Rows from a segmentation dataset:

┌──

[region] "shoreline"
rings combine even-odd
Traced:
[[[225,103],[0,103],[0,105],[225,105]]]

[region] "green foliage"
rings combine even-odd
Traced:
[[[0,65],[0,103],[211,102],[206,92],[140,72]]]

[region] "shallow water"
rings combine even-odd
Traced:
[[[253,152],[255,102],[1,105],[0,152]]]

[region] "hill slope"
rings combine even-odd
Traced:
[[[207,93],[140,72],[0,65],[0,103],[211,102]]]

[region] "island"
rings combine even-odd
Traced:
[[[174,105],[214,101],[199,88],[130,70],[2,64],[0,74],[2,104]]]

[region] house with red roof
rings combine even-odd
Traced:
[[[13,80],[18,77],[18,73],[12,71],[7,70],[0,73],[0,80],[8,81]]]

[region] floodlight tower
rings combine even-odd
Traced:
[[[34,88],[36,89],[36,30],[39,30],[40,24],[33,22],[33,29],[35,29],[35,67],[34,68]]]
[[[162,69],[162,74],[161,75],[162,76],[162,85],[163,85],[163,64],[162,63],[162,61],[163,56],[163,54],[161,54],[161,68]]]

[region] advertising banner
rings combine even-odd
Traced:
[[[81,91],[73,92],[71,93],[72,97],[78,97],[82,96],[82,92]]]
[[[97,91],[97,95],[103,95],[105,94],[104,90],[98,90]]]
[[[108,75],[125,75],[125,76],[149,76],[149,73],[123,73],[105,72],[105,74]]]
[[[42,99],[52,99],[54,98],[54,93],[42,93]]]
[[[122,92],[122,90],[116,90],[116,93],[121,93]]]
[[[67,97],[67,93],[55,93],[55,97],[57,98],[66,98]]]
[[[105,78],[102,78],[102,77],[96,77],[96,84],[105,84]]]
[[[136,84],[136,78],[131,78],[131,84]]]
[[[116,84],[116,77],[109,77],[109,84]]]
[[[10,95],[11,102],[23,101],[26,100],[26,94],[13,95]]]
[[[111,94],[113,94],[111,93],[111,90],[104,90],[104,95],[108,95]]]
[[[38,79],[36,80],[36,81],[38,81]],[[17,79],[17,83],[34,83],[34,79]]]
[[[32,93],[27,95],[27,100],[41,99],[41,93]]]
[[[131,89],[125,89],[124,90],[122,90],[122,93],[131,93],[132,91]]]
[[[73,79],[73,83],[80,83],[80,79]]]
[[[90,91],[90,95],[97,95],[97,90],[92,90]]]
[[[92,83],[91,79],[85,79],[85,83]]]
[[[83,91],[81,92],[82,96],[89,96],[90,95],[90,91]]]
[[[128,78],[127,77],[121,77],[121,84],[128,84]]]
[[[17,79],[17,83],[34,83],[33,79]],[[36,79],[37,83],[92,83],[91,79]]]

└──

▸ **TASK BRIEF**
Retype every line above without changing anything.

▸ **RESULT FOR THIS EXERCISE**
[region] "shoreline"
rings combine even-odd
Traced:
[[[225,103],[0,103],[0,105],[225,105]]]

[region] "green foliage"
rings combine even-odd
Traced:
[[[0,65],[0,103],[211,102],[206,92],[140,72]]]

[region] "shallow water"
rings combine even-odd
Traced:
[[[253,152],[255,102],[1,105],[0,152]]]

[region] "hill slope"
rings combine even-odd
Traced:
[[[207,93],[140,72],[0,65],[0,103],[211,102]]]

[region] "island"
rings combine even-odd
Traced:
[[[174,105],[214,101],[199,88],[130,70],[2,64],[0,74],[2,104]]]

[region] house with red roof
rings combine even-odd
Traced:
[[[13,80],[18,77],[18,73],[12,71],[7,70],[0,73],[0,80],[8,81]]]

[region] floodlight tower
rings combine even-odd
Traced:
[[[34,88],[36,89],[36,30],[39,30],[40,24],[33,22],[33,29],[35,29],[35,67],[34,68]]]
[[[162,69],[162,74],[161,75],[162,76],[162,85],[163,85],[163,64],[162,63],[162,61],[163,56],[163,54],[161,54],[161,68]]]

[region] advertising banner
rings combine even-odd
Traced:
[[[81,91],[73,92],[71,93],[72,97],[78,97],[82,96],[82,92]]]
[[[97,91],[97,95],[103,95],[105,94],[104,90],[98,90]]]
[[[108,75],[125,75],[125,76],[149,76],[149,73],[123,73],[105,72],[105,74]]]
[[[42,99],[52,99],[54,98],[54,93],[42,93]]]
[[[122,92],[122,90],[116,90],[116,93],[121,93]]]
[[[67,97],[67,93],[55,93],[55,97],[57,98],[66,98]]]
[[[105,78],[102,78],[102,77],[96,77],[96,84],[105,84]]]
[[[136,84],[136,78],[131,78],[131,84]]]
[[[116,84],[116,77],[109,77],[109,84]]]
[[[10,95],[11,102],[23,101],[26,100],[26,94],[13,95]]]
[[[111,94],[113,94],[111,93],[111,90],[104,90],[104,95],[108,95]]]
[[[38,79],[36,80],[36,81],[38,81]],[[17,79],[17,83],[34,83],[34,79]]]
[[[32,93],[27,95],[27,100],[41,99],[41,93]]]
[[[131,89],[125,89],[124,90],[122,90],[122,93],[131,93],[132,91]]]
[[[73,79],[73,83],[80,83],[80,79]]]
[[[90,91],[90,95],[97,95],[97,90],[92,90]]]
[[[92,83],[91,79],[85,79],[85,83]]]
[[[83,91],[81,92],[82,96],[89,96],[90,95],[90,91]]]
[[[128,78],[127,77],[121,77],[121,84],[128,84]]]
[[[17,79],[17,83],[34,83],[33,79]],[[36,79],[37,83],[92,83],[91,79]]]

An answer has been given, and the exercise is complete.